*The task*:
Locate the line that contains "on the woman". Retype it and every line after it to the end of the records, exactly, but not the pictures.

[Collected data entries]
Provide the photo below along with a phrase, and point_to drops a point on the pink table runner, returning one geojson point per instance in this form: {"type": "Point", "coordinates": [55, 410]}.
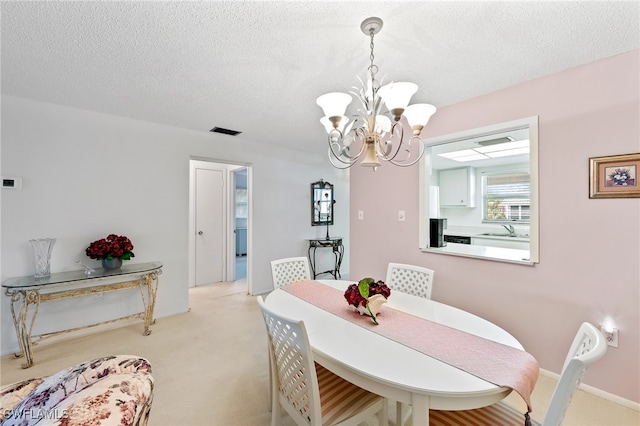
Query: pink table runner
{"type": "Point", "coordinates": [494, 362]}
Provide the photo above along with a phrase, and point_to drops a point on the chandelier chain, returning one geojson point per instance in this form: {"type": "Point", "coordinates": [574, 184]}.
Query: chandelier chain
{"type": "Point", "coordinates": [373, 69]}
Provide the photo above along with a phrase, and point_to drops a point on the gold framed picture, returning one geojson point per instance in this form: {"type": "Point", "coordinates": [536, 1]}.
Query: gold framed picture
{"type": "Point", "coordinates": [615, 176]}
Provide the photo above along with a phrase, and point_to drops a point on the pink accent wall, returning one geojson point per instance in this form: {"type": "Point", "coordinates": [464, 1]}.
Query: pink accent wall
{"type": "Point", "coordinates": [589, 249]}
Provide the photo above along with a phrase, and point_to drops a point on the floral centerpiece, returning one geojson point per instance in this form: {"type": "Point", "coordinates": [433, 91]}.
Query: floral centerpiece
{"type": "Point", "coordinates": [367, 296]}
{"type": "Point", "coordinates": [113, 247]}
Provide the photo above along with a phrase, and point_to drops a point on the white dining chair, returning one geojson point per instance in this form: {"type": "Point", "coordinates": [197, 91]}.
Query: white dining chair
{"type": "Point", "coordinates": [309, 393]}
{"type": "Point", "coordinates": [589, 345]}
{"type": "Point", "coordinates": [415, 280]}
{"type": "Point", "coordinates": [411, 279]}
{"type": "Point", "coordinates": [288, 270]}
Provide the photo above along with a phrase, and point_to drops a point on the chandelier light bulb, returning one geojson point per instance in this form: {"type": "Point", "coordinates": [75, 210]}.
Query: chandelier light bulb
{"type": "Point", "coordinates": [418, 116]}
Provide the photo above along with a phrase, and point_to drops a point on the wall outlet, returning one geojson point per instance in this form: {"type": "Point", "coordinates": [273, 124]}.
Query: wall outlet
{"type": "Point", "coordinates": [611, 334]}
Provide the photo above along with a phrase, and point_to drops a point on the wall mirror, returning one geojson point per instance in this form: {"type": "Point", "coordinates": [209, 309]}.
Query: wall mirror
{"type": "Point", "coordinates": [322, 203]}
{"type": "Point", "coordinates": [479, 193]}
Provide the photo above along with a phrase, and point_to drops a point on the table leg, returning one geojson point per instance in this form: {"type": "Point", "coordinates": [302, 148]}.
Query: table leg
{"type": "Point", "coordinates": [150, 284]}
{"type": "Point", "coordinates": [22, 322]}
{"type": "Point", "coordinates": [312, 261]}
{"type": "Point", "coordinates": [420, 406]}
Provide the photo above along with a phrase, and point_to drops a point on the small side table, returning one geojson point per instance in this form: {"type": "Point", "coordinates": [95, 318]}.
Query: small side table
{"type": "Point", "coordinates": [335, 244]}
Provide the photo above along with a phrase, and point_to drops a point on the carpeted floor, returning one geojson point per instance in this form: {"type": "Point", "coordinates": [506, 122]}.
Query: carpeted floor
{"type": "Point", "coordinates": [210, 365]}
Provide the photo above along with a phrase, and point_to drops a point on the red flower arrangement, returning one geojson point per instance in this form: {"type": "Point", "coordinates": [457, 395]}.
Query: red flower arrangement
{"type": "Point", "coordinates": [112, 247]}
{"type": "Point", "coordinates": [359, 294]}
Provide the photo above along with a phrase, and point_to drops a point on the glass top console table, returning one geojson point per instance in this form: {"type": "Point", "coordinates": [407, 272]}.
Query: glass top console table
{"type": "Point", "coordinates": [29, 292]}
{"type": "Point", "coordinates": [335, 244]}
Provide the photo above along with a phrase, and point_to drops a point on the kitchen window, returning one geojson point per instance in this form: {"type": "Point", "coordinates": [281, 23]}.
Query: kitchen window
{"type": "Point", "coordinates": [506, 197]}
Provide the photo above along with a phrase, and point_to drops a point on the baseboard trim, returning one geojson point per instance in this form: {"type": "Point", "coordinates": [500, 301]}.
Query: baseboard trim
{"type": "Point", "coordinates": [597, 392]}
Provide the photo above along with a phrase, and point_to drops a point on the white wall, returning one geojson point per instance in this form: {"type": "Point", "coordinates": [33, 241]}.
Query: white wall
{"type": "Point", "coordinates": [86, 175]}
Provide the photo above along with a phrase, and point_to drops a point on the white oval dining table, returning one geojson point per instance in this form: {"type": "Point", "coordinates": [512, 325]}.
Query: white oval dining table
{"type": "Point", "coordinates": [389, 368]}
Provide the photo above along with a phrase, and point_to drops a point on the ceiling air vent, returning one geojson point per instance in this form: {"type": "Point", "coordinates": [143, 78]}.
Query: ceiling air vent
{"type": "Point", "coordinates": [225, 131]}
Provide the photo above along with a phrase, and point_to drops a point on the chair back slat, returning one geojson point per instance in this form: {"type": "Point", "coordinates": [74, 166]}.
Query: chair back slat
{"type": "Point", "coordinates": [589, 345]}
{"type": "Point", "coordinates": [292, 367]}
{"type": "Point", "coordinates": [410, 279]}
{"type": "Point", "coordinates": [289, 270]}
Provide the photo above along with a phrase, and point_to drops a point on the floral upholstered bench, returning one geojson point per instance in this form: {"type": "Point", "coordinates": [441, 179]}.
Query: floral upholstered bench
{"type": "Point", "coordinates": [114, 390]}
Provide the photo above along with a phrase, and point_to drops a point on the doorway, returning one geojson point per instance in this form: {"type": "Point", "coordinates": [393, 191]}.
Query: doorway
{"type": "Point", "coordinates": [218, 224]}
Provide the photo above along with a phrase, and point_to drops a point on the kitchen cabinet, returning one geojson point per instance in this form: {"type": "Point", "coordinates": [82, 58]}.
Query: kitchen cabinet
{"type": "Point", "coordinates": [457, 187]}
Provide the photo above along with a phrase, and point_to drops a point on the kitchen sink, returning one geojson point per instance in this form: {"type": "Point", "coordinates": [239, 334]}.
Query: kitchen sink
{"type": "Point", "coordinates": [503, 234]}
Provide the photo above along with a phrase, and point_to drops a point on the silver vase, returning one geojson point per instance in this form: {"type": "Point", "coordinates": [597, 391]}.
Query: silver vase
{"type": "Point", "coordinates": [42, 248]}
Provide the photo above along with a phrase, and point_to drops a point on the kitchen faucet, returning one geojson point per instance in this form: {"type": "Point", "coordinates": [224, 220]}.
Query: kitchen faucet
{"type": "Point", "coordinates": [512, 231]}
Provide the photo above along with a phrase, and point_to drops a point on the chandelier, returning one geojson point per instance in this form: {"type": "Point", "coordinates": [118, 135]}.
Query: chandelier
{"type": "Point", "coordinates": [369, 136]}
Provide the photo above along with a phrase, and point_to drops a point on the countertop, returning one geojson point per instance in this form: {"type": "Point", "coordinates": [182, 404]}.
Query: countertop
{"type": "Point", "coordinates": [491, 253]}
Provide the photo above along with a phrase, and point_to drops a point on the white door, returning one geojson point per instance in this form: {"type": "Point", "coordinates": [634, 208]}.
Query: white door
{"type": "Point", "coordinates": [209, 226]}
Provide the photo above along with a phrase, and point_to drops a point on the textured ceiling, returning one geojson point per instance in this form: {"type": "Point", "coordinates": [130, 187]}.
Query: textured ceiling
{"type": "Point", "coordinates": [258, 66]}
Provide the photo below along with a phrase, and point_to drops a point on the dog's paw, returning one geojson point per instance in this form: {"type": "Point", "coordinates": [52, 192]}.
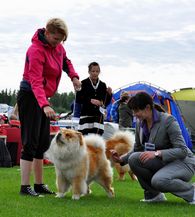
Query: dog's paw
{"type": "Point", "coordinates": [75, 197]}
{"type": "Point", "coordinates": [59, 195]}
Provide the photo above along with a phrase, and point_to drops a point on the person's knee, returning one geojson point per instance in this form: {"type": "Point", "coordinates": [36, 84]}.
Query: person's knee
{"type": "Point", "coordinates": [133, 159]}
{"type": "Point", "coordinates": [160, 183]}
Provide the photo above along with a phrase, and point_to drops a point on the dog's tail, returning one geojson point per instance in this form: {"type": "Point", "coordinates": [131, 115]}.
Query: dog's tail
{"type": "Point", "coordinates": [95, 141]}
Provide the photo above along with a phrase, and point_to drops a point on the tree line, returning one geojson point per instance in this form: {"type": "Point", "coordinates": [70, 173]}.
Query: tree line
{"type": "Point", "coordinates": [59, 102]}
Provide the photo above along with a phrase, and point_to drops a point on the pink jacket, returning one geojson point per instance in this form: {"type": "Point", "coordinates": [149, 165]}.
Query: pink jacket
{"type": "Point", "coordinates": [43, 67]}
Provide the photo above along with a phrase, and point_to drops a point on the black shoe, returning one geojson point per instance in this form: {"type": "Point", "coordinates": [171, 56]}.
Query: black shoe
{"type": "Point", "coordinates": [42, 189]}
{"type": "Point", "coordinates": [27, 190]}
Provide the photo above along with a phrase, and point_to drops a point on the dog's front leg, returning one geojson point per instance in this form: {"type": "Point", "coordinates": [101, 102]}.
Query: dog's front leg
{"type": "Point", "coordinates": [79, 188]}
{"type": "Point", "coordinates": [62, 186]}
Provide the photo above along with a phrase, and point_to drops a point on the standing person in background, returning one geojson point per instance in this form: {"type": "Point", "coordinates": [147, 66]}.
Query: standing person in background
{"type": "Point", "coordinates": [161, 160]}
{"type": "Point", "coordinates": [94, 97]}
{"type": "Point", "coordinates": [114, 112]}
{"type": "Point", "coordinates": [45, 60]}
{"type": "Point", "coordinates": [125, 113]}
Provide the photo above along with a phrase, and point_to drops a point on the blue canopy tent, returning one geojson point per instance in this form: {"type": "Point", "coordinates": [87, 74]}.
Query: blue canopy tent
{"type": "Point", "coordinates": [160, 96]}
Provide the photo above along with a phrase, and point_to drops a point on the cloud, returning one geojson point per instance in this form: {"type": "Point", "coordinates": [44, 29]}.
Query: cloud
{"type": "Point", "coordinates": [132, 40]}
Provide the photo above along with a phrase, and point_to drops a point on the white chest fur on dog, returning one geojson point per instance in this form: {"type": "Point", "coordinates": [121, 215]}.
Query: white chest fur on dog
{"type": "Point", "coordinates": [79, 160]}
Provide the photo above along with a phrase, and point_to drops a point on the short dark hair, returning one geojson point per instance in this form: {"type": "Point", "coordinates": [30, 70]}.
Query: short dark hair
{"type": "Point", "coordinates": [140, 101]}
{"type": "Point", "coordinates": [92, 64]}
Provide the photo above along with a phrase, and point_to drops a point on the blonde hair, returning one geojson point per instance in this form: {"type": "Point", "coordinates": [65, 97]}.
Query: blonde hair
{"type": "Point", "coordinates": [57, 25]}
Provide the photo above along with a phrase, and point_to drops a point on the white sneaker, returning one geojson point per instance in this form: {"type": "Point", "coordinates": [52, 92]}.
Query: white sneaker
{"type": "Point", "coordinates": [158, 198]}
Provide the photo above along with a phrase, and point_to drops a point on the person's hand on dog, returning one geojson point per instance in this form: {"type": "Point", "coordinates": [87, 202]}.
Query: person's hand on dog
{"type": "Point", "coordinates": [49, 112]}
{"type": "Point", "coordinates": [115, 157]}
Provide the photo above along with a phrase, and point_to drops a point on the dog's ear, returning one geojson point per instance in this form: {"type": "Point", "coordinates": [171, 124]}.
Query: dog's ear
{"type": "Point", "coordinates": [80, 136]}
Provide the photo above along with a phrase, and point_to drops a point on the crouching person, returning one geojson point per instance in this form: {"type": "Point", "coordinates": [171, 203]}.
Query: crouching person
{"type": "Point", "coordinates": [161, 160]}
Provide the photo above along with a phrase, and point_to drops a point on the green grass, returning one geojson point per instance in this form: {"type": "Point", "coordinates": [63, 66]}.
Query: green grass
{"type": "Point", "coordinates": [125, 203]}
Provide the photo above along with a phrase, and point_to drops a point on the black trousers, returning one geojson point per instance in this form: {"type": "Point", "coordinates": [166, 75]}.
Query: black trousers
{"type": "Point", "coordinates": [35, 126]}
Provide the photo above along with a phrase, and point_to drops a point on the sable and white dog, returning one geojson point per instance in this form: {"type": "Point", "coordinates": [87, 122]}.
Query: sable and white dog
{"type": "Point", "coordinates": [122, 142]}
{"type": "Point", "coordinates": [78, 161]}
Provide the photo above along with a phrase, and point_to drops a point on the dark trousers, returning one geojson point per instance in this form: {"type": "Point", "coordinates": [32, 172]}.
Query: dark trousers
{"type": "Point", "coordinates": [35, 126]}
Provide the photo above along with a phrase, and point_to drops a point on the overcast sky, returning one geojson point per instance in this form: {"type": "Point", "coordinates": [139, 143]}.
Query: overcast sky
{"type": "Point", "coordinates": [142, 40]}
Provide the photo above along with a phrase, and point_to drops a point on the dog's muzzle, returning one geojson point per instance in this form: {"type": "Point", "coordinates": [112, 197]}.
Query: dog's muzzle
{"type": "Point", "coordinates": [58, 137]}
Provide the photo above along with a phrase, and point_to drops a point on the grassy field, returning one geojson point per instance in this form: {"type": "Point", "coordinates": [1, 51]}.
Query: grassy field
{"type": "Point", "coordinates": [126, 202]}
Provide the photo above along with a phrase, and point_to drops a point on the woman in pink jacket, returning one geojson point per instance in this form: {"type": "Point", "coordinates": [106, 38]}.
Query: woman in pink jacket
{"type": "Point", "coordinates": [45, 60]}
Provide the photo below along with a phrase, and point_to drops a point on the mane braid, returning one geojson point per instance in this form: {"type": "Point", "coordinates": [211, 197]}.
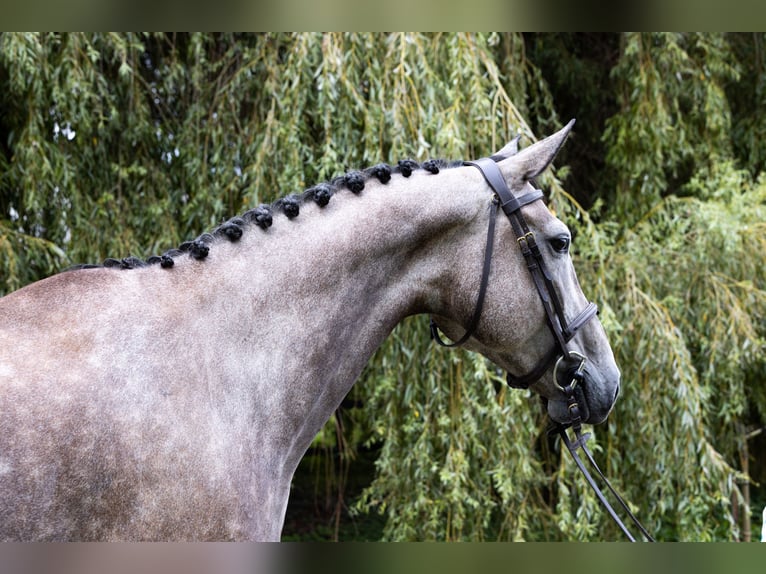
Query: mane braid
{"type": "Point", "coordinates": [263, 215]}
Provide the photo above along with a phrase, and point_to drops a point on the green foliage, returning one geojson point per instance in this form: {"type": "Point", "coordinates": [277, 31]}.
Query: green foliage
{"type": "Point", "coordinates": [119, 144]}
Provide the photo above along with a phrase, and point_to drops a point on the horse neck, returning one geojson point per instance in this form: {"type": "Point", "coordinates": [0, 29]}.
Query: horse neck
{"type": "Point", "coordinates": [318, 294]}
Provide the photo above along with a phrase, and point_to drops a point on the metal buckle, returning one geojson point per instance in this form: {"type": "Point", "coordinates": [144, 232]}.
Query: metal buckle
{"type": "Point", "coordinates": [577, 376]}
{"type": "Point", "coordinates": [526, 237]}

*Response for this exercise*:
Provide the photo above along with a phrase, and point_to drops a point on the woman in pink jacket, returning one geojson point per instance in this form: {"type": "Point", "coordinates": [106, 38]}.
Query: woman in pink jacket
{"type": "Point", "coordinates": [45, 60]}
Provide the photo below along with a phrase, and point_to drops a point on the mane braid, returning one geojson point per instance in this form: {"type": "Point", "coordinates": [211, 197]}.
Query: mane braid
{"type": "Point", "coordinates": [263, 215]}
Provide the photo above along with a phrase, and point_to drops a point on the green foliage, returning one geojson point per instance in this form: {"type": "Point", "coordinates": [277, 31]}.
Query: green foliage
{"type": "Point", "coordinates": [119, 144]}
Provide the photo above along with a phrase, and point_to drops a point on the horse neck, returning one geojson point per instance in this form: {"type": "Point", "coordinates": [0, 29]}.
Query: horse neck
{"type": "Point", "coordinates": [318, 294]}
Provide the photo above along with a phrase, and point_to drops a point on the metal buckle, returning one geojson point per instance in this form: {"type": "Point", "coordinates": [144, 232]}.
Query: metal buckle
{"type": "Point", "coordinates": [577, 376]}
{"type": "Point", "coordinates": [526, 237]}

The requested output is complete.